__Point localization data__.
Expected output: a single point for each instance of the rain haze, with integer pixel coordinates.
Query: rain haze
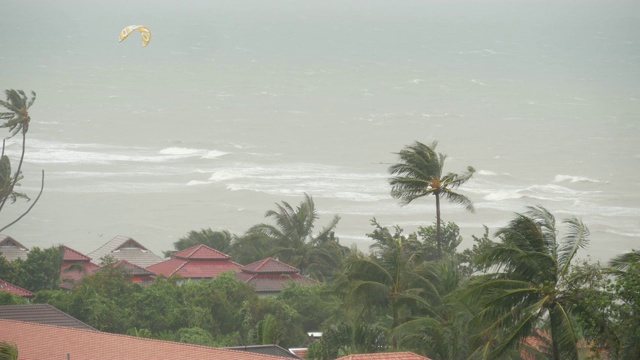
(235, 106)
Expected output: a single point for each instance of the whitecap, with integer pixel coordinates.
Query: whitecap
(486, 173)
(179, 151)
(574, 179)
(212, 154)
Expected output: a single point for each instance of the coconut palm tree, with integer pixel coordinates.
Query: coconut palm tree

__What you should do__. The required result is an exact repetition of the lines from the one containing "whitecap, with integer pixel coordinates." through the last line of the data.

__Output below__.
Expected output: a single point for each instance of the whitecap, with integer pixel coordinates.
Query: whitecap
(486, 173)
(179, 151)
(574, 179)
(212, 154)
Expected output: a single point for each instance of the coconut palm tree, with integer pixel coordinates.
Query: coconut palm tree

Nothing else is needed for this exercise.